Codex experience — SiteBloom

The Codex app is excellent. It allows parallel work far better than the terminal app. I think the terminal tools are phase that is now over. Codex allows so much parallel work that having a mental model of the code becomes even more of a problem.

As the agents are doing more work, part of our work is giving them the environment to succeed. I spent time setting up the web and worktree environments such that the agent has access to all the libraries it needs. I updated my AGENTS.md to ensure the agent ran quality checks of its work (linting, testing, interacting with the UI). I specified that it should write code such that it can easily test UIs with Playwright selectors.

As others have said, the agent having a verification loop makes a big difference. And once custom containers are released the quality testing loop will get even better. This setup is measly compared to what can be done. I don’t yet have a software factory with digital twins of every service for testing scenarios. But nor do I have that budget.

Phrase grounding data:
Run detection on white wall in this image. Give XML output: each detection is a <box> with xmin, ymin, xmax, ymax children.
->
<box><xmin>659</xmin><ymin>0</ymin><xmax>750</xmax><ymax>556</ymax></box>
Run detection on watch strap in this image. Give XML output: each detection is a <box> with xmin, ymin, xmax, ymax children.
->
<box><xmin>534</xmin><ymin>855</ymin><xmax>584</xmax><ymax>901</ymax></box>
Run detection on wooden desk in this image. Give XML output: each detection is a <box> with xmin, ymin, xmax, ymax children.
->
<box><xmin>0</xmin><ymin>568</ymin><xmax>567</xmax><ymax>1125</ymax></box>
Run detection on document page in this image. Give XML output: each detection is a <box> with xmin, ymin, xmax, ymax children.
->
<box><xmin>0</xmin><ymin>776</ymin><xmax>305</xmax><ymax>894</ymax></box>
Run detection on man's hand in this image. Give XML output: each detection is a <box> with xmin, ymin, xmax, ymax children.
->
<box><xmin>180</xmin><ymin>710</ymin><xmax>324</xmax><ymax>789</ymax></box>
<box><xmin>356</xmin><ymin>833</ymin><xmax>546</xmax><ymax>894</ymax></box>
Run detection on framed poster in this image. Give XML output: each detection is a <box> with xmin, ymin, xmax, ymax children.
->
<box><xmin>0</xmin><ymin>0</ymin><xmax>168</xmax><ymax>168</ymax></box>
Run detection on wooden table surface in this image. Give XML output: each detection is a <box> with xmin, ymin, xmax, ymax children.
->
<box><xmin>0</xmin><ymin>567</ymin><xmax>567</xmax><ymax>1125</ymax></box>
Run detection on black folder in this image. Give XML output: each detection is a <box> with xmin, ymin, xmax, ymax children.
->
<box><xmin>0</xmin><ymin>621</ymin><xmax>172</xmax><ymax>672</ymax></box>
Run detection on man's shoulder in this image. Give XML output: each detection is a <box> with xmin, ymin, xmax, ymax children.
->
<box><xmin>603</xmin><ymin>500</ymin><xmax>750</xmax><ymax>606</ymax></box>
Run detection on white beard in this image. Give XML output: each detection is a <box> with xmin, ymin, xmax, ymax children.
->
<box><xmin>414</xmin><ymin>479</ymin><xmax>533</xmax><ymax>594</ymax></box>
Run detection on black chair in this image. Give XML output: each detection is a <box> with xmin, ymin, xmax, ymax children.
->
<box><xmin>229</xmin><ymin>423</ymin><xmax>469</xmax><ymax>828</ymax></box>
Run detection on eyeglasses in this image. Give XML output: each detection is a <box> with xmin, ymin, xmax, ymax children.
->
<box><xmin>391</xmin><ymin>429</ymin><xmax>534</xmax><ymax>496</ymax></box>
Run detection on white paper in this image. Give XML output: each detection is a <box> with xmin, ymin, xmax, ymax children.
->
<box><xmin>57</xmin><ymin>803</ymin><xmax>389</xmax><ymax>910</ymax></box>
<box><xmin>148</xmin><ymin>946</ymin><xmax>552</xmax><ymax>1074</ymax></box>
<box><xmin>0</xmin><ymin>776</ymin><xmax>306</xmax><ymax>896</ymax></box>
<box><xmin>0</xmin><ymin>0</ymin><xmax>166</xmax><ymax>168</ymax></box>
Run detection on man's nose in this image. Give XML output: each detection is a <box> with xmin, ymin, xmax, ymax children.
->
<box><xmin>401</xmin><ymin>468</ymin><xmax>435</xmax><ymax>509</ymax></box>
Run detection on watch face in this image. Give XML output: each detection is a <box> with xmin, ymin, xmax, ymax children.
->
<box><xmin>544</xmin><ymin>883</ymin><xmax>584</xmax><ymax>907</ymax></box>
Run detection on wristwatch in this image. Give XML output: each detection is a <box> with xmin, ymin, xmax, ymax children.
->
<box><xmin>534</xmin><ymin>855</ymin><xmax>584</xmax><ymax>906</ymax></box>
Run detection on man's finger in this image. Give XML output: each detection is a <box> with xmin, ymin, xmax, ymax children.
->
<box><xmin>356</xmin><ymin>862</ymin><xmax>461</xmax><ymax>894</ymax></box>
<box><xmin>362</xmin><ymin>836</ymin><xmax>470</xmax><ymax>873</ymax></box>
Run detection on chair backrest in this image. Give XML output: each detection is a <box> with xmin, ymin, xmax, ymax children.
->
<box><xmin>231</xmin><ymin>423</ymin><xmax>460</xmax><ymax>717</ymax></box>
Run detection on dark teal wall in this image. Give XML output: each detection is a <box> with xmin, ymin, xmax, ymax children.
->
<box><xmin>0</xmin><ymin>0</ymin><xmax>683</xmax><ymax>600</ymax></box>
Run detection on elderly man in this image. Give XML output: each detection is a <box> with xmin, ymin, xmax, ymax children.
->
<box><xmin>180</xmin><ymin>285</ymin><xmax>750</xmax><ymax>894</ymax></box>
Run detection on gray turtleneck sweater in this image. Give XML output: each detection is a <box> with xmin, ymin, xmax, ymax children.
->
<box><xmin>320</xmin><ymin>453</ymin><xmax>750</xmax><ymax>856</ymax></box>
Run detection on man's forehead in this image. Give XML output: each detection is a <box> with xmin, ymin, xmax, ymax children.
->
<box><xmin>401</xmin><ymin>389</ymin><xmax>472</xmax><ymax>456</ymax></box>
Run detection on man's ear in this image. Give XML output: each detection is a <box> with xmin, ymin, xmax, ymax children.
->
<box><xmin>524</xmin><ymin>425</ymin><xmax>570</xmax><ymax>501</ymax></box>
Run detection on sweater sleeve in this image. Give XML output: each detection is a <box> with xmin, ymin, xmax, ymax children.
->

▶ _Task instructions_:
**a.** For the Codex post, mark each statement yes or no, and quote the words that decide it: (i) The author updated AGENTS.md so the agent would run quality checks on its own work. (ii) The author already has a software factory with digital twins of every service. (iii) The Codex app allows parallel work far better than the terminal app.
**b.** Repeat, word for word, the part of the Codex post that begins at the words "The Codex app" and stops after the words "with Playwright selectors.".
The records come from a separate source.

▶ _Answers per task_:
**a.**
(i) Yes: "I updated my AGENTS.md to ensure the agent ran quality checks of its work (linting, testing, interacting with the UI)."
(ii) No: "I don’t yet have a software factory with digital twins of every service for testing scenarios."
(iii) Yes: "It allows parallel work far better than the terminal app."

**b.**
The Codex app is excellent. It allows parallel work far better than the terminal app. I think the terminal tools are phase that is now over. Codex allows so much parallel work that having a mental model of the code becomes even more of a problem.

As the agents are doing more work, part of our work is giving them the environment to succeed. I spent time setting up the web and worktree environments such that the agent has access to all the libraries it needs. I updated my AGENTS.md to ensure the agent ran quality checks of its work (linting, testing, interacting with the UI). I specified that it should write code such that it can easily test UIs with Playwright selectors.